■ Work task:
Please return the full listing word for word, leaving out any pictures.

■ Data to use:
┏━━
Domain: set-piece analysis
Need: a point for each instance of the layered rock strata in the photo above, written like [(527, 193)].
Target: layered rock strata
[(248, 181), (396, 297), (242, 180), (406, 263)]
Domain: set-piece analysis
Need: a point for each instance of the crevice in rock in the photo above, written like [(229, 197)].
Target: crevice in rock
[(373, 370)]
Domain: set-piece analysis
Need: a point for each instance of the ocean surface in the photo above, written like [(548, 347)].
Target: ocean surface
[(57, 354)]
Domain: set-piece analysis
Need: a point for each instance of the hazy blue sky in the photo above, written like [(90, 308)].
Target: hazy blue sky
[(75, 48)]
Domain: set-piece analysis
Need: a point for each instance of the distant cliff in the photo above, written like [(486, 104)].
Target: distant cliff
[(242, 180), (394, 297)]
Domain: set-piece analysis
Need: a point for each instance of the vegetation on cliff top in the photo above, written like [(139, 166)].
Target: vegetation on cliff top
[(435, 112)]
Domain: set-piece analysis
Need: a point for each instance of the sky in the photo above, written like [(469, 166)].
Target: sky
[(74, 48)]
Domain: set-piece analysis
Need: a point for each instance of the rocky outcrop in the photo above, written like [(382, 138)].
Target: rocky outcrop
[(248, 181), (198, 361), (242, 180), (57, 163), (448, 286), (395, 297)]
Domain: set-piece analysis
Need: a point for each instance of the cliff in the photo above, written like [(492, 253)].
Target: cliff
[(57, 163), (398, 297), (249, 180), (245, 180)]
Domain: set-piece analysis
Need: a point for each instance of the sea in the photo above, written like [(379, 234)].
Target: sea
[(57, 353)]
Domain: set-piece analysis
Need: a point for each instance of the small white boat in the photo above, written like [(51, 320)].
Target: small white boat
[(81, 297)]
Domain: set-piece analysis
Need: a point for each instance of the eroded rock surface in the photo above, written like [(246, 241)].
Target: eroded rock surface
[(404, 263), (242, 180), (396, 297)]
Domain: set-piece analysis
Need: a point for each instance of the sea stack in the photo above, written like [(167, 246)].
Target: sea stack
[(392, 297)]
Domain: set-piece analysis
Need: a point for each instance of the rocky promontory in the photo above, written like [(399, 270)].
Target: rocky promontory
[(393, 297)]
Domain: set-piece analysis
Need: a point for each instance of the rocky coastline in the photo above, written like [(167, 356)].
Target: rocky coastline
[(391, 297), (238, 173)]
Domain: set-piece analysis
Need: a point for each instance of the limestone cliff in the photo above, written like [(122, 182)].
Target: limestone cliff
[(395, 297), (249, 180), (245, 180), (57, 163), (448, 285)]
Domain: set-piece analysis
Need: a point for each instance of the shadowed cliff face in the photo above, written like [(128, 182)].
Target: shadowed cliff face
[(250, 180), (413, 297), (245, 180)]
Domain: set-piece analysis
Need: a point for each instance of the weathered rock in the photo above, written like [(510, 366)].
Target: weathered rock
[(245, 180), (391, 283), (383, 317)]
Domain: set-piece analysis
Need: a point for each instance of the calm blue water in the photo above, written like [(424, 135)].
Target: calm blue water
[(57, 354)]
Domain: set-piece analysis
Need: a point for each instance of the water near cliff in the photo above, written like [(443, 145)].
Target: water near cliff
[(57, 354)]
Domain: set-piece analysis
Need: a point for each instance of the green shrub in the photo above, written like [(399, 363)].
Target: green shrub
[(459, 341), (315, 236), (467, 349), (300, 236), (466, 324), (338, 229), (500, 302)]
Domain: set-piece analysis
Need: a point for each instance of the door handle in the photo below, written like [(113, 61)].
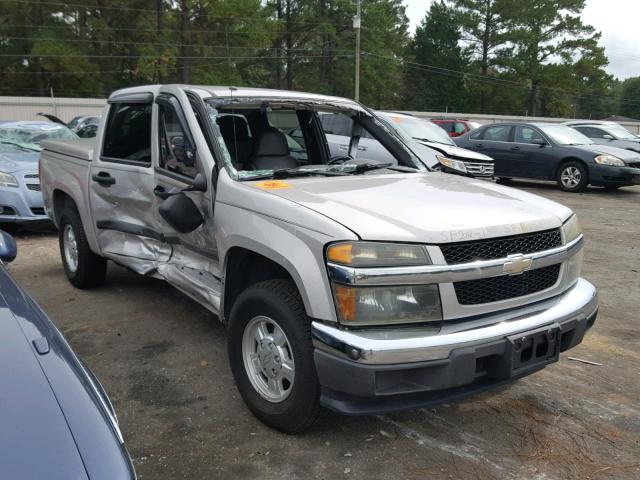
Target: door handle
[(160, 192), (103, 178)]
┗━━
■ Reply to the exercise:
Domain: set-piece analysis
Need: a point for each instance of the layered rock strata in the photo above, written like [(527, 193)].
Target: layered rock strata
[(248, 181), (396, 297), (242, 180), (406, 263)]
Domain: set-piece analysis
Need: a point for each instance of the crevice in rock in the photo above, written like [(229, 197)].
Target: crevice in rock
[(373, 370)]
Domain: set-piece analysis
Need: a point for each instance of the ocean surface in the photo above, written like [(548, 347)].
Target: ocean surface
[(57, 354)]
Domain: set-piece analysis
Need: a point for each instance of the hazy blue sky in the photo above, written like [(90, 308)].
Target: hazy blue sky
[(75, 48)]
Domain: set-piece analysis
Need: a point for each instance of the distant cliff in the photo above, written like [(486, 104)].
Target: distant cliff
[(242, 180), (394, 297)]
Domain: set-piece analysis
Need: a point for each instance of the vegetation on cliff top in the photo above, written like [(139, 166)].
Target: vegetation on cliff top
[(435, 112)]
Domain: set-piece analysis
Need: a point for each instance of the sky in the photo above, written like [(469, 166)].
Target: sky
[(74, 48)]
Domain: set-piece analysis
Need: a point for each instance of the rocky outcrop in the photo above, written like [(382, 138)].
Target: rocky outcrop
[(248, 181), (198, 361), (242, 180), (57, 163), (448, 286), (395, 297)]
Domain: set-piece analysis
Need: a point for each instance of the cliff in the photo above, written like [(492, 253)].
Target: cliff
[(57, 163), (398, 297), (249, 180), (245, 180)]
Domain: set-piece analysis
Need: a point for each instance of the sea in the photo above, written like [(379, 234)].
Target: sea
[(57, 353)]
Domain: set-piece analysis
Need: a point for each instance of the small white boat in the photo above, written like [(51, 320)].
Target: small white boat
[(81, 297)]
Domain: set-piece analysis
Need: a point for each instance of the eroded rock surface in the photo above, written like [(246, 241)].
Target: eroded rock surface
[(404, 263), (242, 180), (396, 297)]
Domain: set-piece analysis
Need: a point for each instance of the sea stack in the photo above, written like [(167, 246)].
Target: sea stack
[(392, 297)]
Domain: set-piece analysis
Need: a point for each instance of the rocky promontory in the photo above, written like [(399, 270)].
Target: rocky promontory
[(393, 297)]
Domain: set-piece analysis
Need: a point for each instance of the rocky coastline in the photo above, written like [(167, 356)].
Target: rocky coastline
[(391, 297), (238, 173)]
Domain: set-piece analysis
Need: a point for each instance of the limestone cliff in the photo above, written like [(122, 182)].
Target: limestone cliff
[(395, 297), (249, 180), (245, 180), (57, 163), (448, 285)]
Domain: set-piece analysis
Need: a point for each instance of the shadowed cliff face in the photo above, written like [(128, 182)].
Target: shadowed cliff face
[(250, 180), (413, 297), (245, 180)]
Domain: set-piece analysis
Need: a point for each instance of the weathered rock in the photo above, written like [(510, 366)].
Target: weathered rock
[(245, 180), (391, 283), (383, 317)]
Domain: set-piece analysis
Need: a point for each instance of the calm blue water in the photo above, written like [(424, 135)].
Target: calm blue water
[(57, 354)]
Domain: set-piece analysis
Need: a point for each instance of the water near cliff in the photo above, written like [(443, 145)].
Target: water near cliff
[(57, 354)]
Domain: set-piece analysis
Need: a point for each instance of the green shrub in the photo above, written like [(399, 363)].
Target: green shrub
[(459, 341), (315, 236), (467, 349), (300, 236), (466, 324), (338, 229), (500, 302)]
Domain: set-piece analysis
Need: a point for each instance of the door handle in the photo below, written like [(113, 61)].
Target: door handle
[(160, 192), (103, 178)]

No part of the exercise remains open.